(Task to complete)
Render the records as a numbered list with blank lines omitted, covering only the stretch that begins at the line containing "Q: Point out the crepe by" and ends after the line containing "[420,141,440,178]".

(Available data)

--------

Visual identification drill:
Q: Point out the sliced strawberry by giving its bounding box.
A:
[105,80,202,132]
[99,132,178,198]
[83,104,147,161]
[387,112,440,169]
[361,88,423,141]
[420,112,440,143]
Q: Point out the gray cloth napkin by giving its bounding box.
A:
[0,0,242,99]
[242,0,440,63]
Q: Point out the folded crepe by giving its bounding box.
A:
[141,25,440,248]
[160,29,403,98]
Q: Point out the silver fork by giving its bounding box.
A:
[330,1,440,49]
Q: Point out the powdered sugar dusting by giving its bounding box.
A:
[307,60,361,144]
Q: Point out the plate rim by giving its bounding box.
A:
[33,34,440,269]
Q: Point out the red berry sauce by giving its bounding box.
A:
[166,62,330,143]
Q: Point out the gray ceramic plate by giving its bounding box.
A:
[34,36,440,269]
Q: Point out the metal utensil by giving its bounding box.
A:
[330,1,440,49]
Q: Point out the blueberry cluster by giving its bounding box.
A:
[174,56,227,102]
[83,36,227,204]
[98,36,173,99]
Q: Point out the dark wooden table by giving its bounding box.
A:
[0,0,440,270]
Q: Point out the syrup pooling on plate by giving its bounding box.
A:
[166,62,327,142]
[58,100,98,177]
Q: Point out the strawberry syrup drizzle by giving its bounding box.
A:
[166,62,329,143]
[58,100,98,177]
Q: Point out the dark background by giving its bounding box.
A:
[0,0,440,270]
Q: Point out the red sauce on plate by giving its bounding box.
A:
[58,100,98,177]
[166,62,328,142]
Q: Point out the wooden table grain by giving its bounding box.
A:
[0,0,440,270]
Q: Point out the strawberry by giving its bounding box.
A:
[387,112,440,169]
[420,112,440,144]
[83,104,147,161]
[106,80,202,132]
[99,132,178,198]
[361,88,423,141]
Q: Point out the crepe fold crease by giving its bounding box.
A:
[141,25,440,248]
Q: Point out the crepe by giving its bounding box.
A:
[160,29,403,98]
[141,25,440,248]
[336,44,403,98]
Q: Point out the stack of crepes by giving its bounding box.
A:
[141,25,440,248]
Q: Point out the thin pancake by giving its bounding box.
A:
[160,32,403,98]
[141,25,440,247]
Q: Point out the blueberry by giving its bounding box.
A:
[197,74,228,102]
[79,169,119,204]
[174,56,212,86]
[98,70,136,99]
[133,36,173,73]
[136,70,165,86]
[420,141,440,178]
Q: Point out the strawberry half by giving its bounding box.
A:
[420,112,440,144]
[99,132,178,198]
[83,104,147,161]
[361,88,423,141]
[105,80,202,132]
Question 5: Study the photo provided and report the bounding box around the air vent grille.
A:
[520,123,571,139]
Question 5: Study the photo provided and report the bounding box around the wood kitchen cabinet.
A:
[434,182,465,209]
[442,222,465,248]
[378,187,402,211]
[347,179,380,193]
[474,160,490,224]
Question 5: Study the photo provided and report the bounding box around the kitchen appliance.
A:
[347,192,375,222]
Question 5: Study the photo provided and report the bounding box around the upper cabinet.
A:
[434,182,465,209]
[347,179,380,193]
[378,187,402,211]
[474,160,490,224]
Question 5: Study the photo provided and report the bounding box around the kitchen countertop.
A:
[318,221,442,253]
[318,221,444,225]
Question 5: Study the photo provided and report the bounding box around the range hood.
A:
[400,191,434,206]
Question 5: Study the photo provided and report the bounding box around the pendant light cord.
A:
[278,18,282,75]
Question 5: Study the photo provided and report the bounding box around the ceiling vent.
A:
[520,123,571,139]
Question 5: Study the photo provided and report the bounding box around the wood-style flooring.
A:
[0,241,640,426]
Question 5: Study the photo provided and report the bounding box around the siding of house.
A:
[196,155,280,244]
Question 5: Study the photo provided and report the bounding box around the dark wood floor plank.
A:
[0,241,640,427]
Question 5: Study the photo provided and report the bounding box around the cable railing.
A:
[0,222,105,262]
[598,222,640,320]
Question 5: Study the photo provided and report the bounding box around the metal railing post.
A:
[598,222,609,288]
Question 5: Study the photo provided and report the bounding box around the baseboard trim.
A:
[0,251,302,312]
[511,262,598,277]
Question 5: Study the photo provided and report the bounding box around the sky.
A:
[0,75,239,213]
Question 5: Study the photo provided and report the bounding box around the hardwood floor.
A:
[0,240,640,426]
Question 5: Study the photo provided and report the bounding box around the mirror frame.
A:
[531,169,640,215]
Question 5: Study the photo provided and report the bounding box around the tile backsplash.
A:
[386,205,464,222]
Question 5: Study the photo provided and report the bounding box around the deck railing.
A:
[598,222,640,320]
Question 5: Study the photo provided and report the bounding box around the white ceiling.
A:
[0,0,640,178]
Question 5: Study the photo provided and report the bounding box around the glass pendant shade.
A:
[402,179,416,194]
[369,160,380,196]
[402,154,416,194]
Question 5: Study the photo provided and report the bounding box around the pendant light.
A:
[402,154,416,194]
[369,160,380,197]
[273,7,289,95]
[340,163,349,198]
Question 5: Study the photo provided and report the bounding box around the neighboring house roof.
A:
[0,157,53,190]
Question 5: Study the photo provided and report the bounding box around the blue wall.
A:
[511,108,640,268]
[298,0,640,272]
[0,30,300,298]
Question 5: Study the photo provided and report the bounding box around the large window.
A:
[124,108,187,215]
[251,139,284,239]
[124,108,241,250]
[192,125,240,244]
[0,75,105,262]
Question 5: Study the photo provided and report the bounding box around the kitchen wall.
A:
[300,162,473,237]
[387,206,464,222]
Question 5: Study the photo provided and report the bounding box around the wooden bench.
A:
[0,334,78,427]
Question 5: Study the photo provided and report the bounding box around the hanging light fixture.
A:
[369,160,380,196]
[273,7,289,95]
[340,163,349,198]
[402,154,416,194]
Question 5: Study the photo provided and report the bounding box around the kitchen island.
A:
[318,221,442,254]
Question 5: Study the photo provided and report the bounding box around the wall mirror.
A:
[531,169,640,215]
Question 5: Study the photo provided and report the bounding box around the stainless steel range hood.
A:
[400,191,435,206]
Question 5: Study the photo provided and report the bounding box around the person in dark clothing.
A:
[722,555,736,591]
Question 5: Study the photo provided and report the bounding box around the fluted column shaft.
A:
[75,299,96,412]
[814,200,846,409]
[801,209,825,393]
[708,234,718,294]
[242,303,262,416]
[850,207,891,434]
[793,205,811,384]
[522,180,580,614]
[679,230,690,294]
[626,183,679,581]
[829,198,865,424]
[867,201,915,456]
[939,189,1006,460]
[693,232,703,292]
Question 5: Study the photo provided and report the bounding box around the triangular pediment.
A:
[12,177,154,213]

--------

(Final result)
1. Q: Point out the crepe by giving its bounding box.
2. A:
3. [160,29,403,98]
4. [141,25,440,248]
5. [336,44,403,98]
6. Q: Point out the stack of crepes by giving its bounding box.
7. A:
8. [141,25,440,248]
9. Q: Point out the thin pancake by giving its bounding box.
10. A:
11. [160,32,403,98]
12. [141,25,440,247]
13. Q: Point out the blueberry by giving its bounding box.
14. A:
15. [197,74,228,102]
16. [79,169,119,204]
17. [174,56,212,86]
18. [98,70,136,99]
19. [133,36,173,73]
20. [136,70,165,86]
21. [420,141,440,178]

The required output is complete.